*Written instruction:*
Reproduce the lines of the listing from the one holding "Category: dry stone hut" through the end of the listing, inclusive, changing "bare tree" to "leafless tree" and leaving everything else as it is. Give only those lines.

_ _ _ _ _ _ _

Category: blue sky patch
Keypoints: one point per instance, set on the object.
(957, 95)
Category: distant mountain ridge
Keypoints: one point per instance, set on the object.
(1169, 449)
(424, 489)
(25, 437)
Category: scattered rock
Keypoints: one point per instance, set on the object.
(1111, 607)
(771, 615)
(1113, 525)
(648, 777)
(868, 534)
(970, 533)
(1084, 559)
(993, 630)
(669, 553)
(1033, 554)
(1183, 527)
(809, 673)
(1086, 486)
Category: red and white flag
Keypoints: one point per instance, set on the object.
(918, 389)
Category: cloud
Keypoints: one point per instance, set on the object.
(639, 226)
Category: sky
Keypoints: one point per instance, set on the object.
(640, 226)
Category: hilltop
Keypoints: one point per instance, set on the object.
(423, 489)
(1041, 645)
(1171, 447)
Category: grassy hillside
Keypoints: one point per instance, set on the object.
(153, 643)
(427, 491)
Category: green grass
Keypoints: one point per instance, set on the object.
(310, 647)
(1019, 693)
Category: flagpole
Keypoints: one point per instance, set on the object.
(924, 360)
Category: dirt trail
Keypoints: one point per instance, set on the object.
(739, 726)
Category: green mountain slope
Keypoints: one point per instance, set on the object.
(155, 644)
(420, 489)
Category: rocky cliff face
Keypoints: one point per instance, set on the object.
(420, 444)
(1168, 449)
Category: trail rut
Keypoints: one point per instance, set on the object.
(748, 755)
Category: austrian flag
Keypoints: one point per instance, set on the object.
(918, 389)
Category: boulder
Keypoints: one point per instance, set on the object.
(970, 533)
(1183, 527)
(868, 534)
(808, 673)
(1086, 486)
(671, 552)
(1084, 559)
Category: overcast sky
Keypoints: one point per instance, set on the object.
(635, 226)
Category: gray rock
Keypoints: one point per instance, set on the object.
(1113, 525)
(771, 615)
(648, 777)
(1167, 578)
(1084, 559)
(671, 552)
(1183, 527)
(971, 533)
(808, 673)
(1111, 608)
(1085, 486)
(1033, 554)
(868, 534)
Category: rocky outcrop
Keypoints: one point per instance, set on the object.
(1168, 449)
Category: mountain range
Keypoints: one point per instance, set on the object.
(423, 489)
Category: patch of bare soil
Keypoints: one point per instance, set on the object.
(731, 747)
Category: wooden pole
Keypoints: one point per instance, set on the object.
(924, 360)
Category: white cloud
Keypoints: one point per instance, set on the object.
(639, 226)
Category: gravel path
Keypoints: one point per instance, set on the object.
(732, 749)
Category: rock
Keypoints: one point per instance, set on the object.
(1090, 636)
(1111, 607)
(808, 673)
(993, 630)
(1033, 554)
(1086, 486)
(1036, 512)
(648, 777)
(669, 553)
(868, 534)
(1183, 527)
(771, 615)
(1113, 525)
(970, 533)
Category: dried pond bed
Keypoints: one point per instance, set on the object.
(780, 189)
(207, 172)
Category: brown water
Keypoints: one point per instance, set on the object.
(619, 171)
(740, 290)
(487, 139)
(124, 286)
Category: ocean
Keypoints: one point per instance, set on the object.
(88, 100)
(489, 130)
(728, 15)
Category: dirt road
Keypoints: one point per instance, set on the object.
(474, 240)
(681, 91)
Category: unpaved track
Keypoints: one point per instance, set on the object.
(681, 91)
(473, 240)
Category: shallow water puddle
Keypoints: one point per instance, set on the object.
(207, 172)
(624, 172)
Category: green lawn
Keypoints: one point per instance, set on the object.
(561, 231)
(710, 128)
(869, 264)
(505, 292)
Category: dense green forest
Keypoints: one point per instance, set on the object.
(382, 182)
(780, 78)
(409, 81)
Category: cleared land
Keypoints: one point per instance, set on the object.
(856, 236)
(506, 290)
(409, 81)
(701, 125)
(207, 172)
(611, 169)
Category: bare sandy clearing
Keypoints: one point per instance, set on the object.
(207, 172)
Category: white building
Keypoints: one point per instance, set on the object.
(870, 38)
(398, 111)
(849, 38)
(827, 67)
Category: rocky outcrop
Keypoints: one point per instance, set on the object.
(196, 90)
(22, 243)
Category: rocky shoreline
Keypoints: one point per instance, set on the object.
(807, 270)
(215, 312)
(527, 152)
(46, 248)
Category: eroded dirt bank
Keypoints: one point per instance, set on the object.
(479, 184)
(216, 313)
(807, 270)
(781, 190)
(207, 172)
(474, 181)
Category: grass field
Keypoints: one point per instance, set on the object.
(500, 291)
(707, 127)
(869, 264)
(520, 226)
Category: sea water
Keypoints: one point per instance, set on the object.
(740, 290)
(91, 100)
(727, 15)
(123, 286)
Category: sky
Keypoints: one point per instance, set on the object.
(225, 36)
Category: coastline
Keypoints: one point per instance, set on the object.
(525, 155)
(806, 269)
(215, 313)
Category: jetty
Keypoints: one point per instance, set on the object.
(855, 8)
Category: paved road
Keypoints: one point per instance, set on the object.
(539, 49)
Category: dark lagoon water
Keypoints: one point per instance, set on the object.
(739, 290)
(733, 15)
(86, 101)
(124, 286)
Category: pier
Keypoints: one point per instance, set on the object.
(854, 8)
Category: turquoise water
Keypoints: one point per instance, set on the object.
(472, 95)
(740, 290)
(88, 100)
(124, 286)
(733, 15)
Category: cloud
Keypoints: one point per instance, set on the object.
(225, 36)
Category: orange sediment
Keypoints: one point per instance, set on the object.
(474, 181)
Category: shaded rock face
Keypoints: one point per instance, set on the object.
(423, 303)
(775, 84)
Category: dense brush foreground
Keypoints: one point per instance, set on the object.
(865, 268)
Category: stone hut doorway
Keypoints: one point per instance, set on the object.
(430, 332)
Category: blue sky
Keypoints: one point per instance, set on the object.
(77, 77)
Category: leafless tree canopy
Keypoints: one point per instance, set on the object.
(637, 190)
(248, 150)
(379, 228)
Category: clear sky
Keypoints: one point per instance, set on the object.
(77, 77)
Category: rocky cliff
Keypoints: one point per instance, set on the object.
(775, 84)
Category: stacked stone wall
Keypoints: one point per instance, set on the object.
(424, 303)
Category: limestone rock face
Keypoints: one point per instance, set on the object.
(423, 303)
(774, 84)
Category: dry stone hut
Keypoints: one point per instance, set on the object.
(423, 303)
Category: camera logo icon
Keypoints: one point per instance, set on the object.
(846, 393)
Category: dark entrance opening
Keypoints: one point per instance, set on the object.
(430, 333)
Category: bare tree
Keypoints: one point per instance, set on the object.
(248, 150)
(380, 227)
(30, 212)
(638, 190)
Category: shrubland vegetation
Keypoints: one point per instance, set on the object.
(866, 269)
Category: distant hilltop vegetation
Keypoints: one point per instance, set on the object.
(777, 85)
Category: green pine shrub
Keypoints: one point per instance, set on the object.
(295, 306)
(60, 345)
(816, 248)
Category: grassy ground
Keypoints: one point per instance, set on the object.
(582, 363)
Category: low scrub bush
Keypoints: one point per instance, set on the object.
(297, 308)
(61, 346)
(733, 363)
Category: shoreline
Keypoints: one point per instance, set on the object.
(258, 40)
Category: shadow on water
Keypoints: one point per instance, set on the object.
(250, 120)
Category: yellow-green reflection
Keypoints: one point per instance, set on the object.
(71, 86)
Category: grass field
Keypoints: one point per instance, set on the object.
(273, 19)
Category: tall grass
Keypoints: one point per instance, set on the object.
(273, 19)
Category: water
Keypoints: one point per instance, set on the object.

_ _ _ _ _ _ _

*The reply:*
Category: dry stone hut
Keypoints: one point per instance, set on the object.
(423, 303)
Category: camera logo icon
Keypoints: one point per instance, set on the object.
(846, 393)
Category: dark entrance opening
Keypoints: one point per instance, set on the object.
(430, 333)
Category: leafless tree
Keypoints: one point per instance, set on the object.
(248, 150)
(380, 227)
(30, 212)
(638, 190)
Category: shrubland vegetation
Keypoints: one point per instance, set on the object.
(866, 269)
Category: distant hilltop vegetation
Keypoints: one point per instance, set on the object.
(777, 85)
Category: green pine shrub
Keypoints: one point per instance, set on the object.
(295, 306)
(60, 345)
(816, 248)
Category: grassy ground
Keypoints: one point per instance, set on the object.
(582, 363)
Category: low scrub bush
Keypoints: one point per instance, set on the object.
(297, 308)
(61, 346)
(733, 363)
Category: shoreline
Keypoints: one point per instance, set on the object.
(258, 40)
Category: shadow on water
Keypoints: one point per instance, set on the object.
(250, 120)
Category: yellow-green reflection
Keypoints: one point per instance, set on the object.
(71, 86)
Category: grass field
Keypoints: one point per instance, set on the object.
(273, 19)
Category: tall grass
Keypoints: one point per instance, set on the object.
(273, 19)
Category: water
Keypoints: one point per instance, set on the object.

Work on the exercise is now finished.